== Your instructions ==
Report every line of the material below that contains the word "left", copying each such line in full.

== Entries provided ==
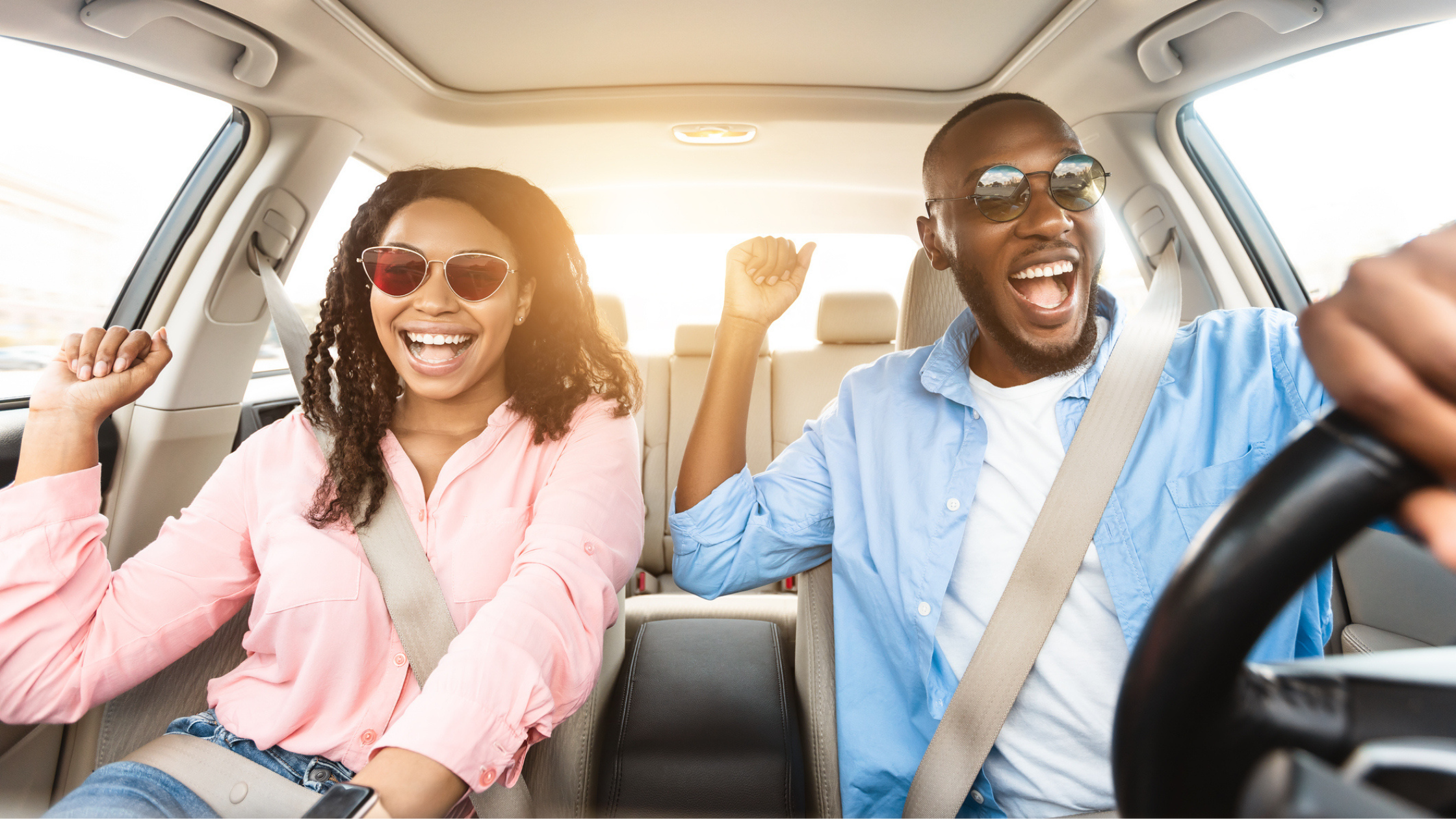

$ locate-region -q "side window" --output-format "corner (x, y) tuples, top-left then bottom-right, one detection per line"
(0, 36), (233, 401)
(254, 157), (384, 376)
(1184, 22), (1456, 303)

==

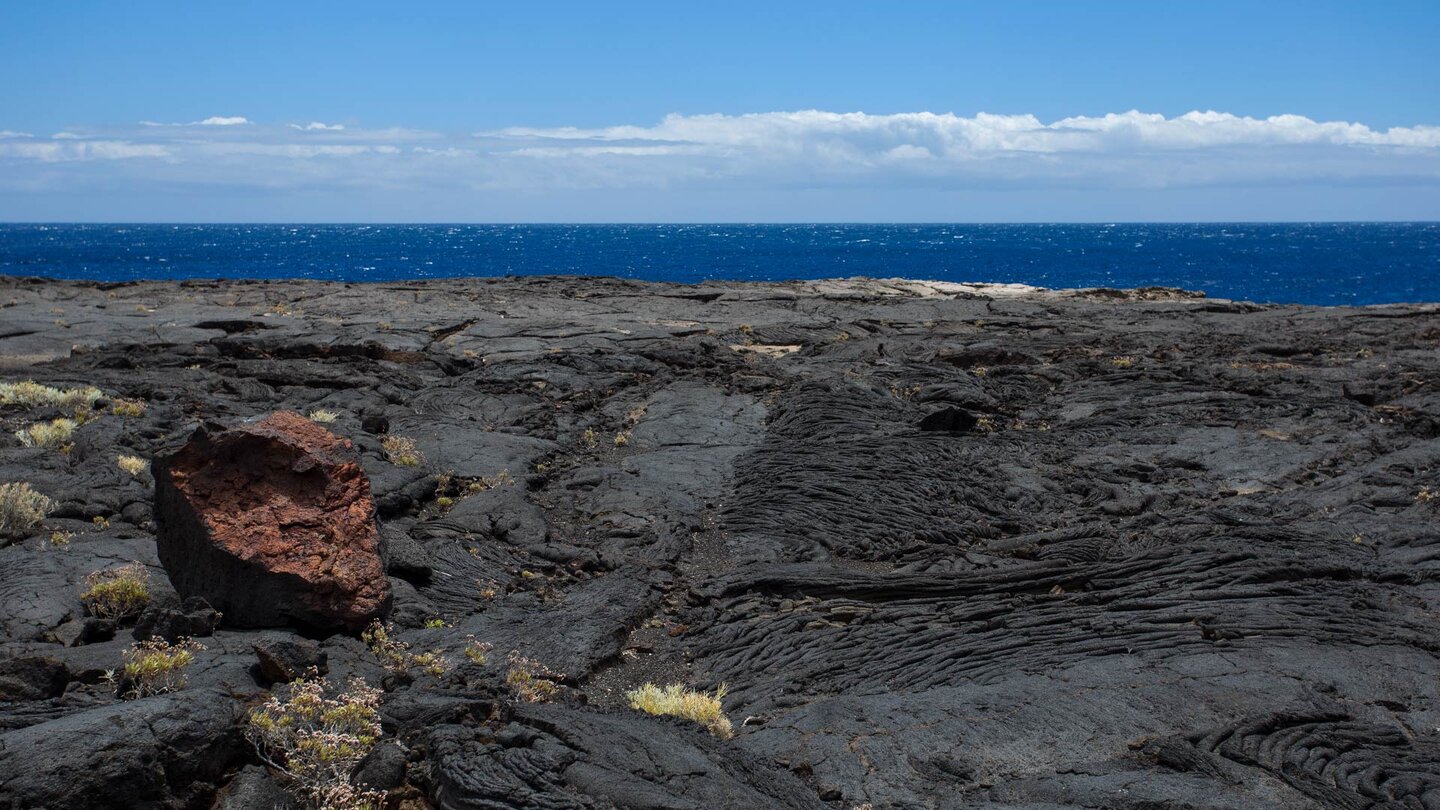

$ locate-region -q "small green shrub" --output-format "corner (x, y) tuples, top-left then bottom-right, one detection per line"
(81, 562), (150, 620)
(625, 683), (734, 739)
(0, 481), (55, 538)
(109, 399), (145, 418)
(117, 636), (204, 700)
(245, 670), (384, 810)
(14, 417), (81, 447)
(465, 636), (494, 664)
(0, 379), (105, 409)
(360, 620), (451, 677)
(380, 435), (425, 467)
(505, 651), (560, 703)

== Solved problem ==
$ locate-region -q "side window" --output-format "corner (x, y) tuples, top-left then bottom-right, one detection per line"
$ locate-region -q "small green shrub" --output-format "corner (x, y) tuples, top-left then bottom-right, one detection per line"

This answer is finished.